> **REQUIRED WORK**:
Rewrite the records below with "bare shrub" changed to "leafless bush", keeping every other line and word as it is.
## begin
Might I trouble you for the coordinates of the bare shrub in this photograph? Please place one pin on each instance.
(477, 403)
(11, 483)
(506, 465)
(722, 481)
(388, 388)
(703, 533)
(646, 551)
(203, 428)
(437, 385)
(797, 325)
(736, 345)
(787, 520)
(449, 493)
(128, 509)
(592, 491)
## end
> **THE ANSWER**:
Might I trouble you for the coordinates of the leafless bush in this photograph? Please place one pin on each instance.
(477, 403)
(11, 483)
(506, 465)
(722, 481)
(388, 388)
(703, 533)
(646, 551)
(203, 428)
(437, 385)
(797, 325)
(736, 345)
(787, 520)
(449, 493)
(128, 509)
(592, 491)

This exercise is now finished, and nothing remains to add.